Today is the 15th Red Nose Day. Little did we know that founding the charity Comic Relief back in 1985 would be the start of a Great British institution: the first Red Nose Day took place in 1988 and since then people across the land have enjoyed the chance to let their hair down and do something funny for money at home, school and work.
There have been so many highlights over the years. We've donned all manner of ridiculous red noses, broken hundreds of world records and said pants to poverty. We've enjoyed comedy from the likes of Rowan Atkinson, French and Saunders and Miranda Hart. We've watched Ali G interview Posh and Becks, Billy Connolly streak around Piccadilly Circus and Catherine Tate "bovver" Tony Blair. Celebrities have climbed Mount Kilimanjaro, trekked through the desert and rowed the Zambezi.
Today will be no exception, with millions of people around the country taking part in mad fundraising activities before settling down for a great night in front of the telly. And the nation's kids will be a huge, vital part of this.
As such, schools make an incredible contribution to the success of Red Nose Day. In 2013, children from early years classes through to sixth form raised more than pound;9 million through cake sales, dress-up days, sponsored events and simply having a laugh. Red Nose Day is almost like a national holiday for young people - they've grown up with it and enjoy the feeling that they can make a difference.
This year, the UK government has pledged to double the money raised by schools. Our mission is to make enough to get 300,000 children across Africa into education and learning. Having the potential to transform the lives of so many people is phenomenal. Children need knowledge and skills if they are to build a better future. Getting an education is the key.
My own experience of education has been a mixed bag. My parents both worked in factories and, to them, education was a luxury. They wanted us to do well. But if we didn't, that was life. We weren't sitting around reading plays in Latin - we were watching telly and yelling at each other a lot.

■ Records supplied:

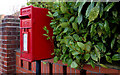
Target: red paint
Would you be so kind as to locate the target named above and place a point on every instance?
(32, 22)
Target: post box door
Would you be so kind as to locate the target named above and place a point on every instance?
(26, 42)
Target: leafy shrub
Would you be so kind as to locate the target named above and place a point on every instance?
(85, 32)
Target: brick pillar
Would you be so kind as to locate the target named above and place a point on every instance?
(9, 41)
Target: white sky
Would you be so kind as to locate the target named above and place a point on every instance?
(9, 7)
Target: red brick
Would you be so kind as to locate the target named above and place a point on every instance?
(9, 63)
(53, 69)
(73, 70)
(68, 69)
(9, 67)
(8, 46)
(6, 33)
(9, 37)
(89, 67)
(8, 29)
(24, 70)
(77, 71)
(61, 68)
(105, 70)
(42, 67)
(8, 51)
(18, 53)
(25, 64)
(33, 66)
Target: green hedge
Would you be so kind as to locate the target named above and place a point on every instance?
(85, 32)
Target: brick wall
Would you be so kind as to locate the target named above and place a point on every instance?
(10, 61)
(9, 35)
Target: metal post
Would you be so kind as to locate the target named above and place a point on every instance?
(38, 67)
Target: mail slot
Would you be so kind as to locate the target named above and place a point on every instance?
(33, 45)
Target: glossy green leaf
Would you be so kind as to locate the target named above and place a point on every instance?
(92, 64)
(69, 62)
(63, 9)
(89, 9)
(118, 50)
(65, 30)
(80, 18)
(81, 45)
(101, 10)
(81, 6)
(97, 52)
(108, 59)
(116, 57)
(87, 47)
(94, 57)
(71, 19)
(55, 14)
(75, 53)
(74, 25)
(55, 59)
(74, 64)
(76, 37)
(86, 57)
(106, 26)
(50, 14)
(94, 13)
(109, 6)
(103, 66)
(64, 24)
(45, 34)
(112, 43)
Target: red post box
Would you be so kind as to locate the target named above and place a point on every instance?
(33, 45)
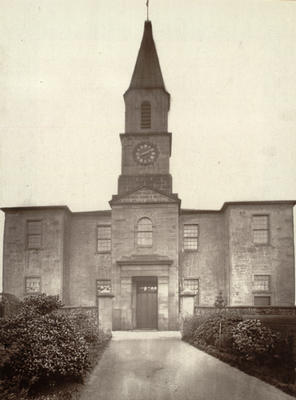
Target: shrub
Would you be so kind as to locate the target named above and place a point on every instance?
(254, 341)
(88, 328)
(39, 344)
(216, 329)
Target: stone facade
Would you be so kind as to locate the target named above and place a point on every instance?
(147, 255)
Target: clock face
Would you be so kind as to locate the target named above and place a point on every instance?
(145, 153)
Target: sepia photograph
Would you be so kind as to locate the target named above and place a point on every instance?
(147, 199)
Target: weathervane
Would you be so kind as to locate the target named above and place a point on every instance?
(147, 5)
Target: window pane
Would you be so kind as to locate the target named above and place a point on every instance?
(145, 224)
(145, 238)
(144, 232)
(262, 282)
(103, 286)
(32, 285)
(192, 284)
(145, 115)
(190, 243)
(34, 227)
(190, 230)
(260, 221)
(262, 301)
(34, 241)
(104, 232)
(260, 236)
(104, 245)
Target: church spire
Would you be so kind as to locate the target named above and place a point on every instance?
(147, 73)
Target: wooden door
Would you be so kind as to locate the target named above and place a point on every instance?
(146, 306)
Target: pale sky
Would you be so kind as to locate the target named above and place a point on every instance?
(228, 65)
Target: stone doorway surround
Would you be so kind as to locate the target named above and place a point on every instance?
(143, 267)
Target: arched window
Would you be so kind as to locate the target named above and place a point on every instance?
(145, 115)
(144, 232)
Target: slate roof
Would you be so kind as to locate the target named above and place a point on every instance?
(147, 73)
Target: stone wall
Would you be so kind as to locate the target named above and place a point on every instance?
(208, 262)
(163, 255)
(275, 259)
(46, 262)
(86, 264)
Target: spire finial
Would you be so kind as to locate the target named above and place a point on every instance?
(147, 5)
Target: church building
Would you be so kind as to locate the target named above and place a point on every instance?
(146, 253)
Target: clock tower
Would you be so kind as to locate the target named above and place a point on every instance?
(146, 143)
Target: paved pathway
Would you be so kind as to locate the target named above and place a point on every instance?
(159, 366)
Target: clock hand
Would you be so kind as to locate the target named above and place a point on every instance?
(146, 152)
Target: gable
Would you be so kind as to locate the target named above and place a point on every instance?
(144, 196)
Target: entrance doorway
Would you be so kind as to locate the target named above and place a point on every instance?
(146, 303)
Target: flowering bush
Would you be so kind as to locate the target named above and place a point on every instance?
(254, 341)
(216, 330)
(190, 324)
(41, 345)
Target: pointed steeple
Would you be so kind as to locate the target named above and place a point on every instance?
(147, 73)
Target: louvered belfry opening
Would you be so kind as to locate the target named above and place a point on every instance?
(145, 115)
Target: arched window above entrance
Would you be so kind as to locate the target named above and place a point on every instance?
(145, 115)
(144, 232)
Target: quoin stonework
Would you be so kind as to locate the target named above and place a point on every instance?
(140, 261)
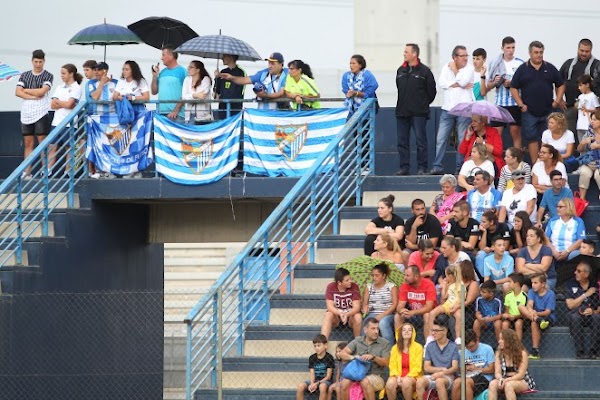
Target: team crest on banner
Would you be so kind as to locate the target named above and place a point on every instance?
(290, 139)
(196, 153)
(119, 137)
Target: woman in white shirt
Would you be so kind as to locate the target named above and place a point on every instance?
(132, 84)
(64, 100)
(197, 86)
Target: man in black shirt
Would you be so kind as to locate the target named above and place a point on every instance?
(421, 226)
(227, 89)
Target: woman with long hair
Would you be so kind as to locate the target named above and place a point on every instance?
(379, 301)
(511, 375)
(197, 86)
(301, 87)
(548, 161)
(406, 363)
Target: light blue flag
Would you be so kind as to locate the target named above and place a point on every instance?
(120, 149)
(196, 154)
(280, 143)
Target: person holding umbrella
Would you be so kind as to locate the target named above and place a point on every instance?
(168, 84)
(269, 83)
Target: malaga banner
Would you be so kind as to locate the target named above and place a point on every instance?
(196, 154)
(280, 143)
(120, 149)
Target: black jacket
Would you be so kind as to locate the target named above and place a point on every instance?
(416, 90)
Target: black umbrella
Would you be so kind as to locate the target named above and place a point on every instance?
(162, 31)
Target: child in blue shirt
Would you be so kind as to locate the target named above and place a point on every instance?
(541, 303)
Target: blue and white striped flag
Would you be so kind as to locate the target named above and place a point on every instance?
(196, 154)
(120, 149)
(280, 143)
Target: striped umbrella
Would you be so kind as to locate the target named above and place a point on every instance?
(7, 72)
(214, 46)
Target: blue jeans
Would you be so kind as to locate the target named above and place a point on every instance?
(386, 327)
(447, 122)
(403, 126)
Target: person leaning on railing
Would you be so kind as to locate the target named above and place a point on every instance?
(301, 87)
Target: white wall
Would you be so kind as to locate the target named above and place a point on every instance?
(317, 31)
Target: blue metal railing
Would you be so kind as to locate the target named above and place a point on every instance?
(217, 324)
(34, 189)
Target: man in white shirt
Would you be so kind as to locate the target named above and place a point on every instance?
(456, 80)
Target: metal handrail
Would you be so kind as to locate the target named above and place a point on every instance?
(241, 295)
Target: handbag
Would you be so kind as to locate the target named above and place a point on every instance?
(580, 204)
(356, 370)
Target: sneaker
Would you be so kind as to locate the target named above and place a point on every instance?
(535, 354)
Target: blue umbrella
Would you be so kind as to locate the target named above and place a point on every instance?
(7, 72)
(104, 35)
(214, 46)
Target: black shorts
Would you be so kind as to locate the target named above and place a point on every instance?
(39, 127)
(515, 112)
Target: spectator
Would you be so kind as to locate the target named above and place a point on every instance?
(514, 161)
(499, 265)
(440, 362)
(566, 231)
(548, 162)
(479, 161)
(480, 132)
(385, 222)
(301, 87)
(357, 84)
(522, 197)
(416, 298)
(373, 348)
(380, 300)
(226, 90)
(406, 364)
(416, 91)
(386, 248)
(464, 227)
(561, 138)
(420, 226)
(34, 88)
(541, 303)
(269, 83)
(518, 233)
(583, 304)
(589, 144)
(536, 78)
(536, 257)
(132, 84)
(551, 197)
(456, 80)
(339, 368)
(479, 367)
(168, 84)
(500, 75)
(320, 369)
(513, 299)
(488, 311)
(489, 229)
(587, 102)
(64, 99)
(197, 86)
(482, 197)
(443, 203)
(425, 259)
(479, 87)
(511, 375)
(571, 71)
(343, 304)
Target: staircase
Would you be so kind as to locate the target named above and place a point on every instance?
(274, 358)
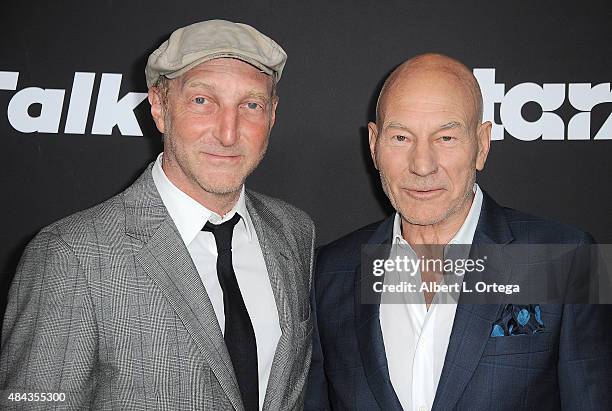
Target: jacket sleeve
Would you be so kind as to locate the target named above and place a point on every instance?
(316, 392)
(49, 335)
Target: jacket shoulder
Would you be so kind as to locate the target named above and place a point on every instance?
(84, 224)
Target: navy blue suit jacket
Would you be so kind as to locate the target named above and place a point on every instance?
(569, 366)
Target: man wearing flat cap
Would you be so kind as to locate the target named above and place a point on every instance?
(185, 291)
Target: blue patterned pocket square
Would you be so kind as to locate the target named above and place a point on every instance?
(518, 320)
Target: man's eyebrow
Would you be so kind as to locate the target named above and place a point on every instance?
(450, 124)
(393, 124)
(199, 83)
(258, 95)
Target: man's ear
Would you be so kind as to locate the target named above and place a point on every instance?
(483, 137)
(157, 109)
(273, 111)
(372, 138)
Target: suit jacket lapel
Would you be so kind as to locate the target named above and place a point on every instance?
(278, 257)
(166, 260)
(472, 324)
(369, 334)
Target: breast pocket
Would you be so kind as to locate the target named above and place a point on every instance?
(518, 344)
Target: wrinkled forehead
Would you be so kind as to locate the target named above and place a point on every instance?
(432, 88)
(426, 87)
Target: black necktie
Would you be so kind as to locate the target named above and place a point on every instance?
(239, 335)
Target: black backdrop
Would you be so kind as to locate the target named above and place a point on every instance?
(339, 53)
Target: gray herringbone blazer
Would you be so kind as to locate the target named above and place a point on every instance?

■ Written tasks:
**1.** In the Red Nose Day piece, reproduce the passage that begins at the words "My own experience" and stops after "other a lot.", substituting "mills" for "factories".
**2.** List every line of the listing above that contains the string "metal", treating case as significant.

■ Results for each task:
**1.**
My own experience of education has been a mixed bag. My parents both worked in mills and, to them, education was a luxury. They wanted us to do well. But if we didn't, that was life. We weren't sitting around reading plays in Latin - we were watching telly and yelling at each other a lot.

**2.**
Target: metal post
Target: blue metal railing
Target: metal handrail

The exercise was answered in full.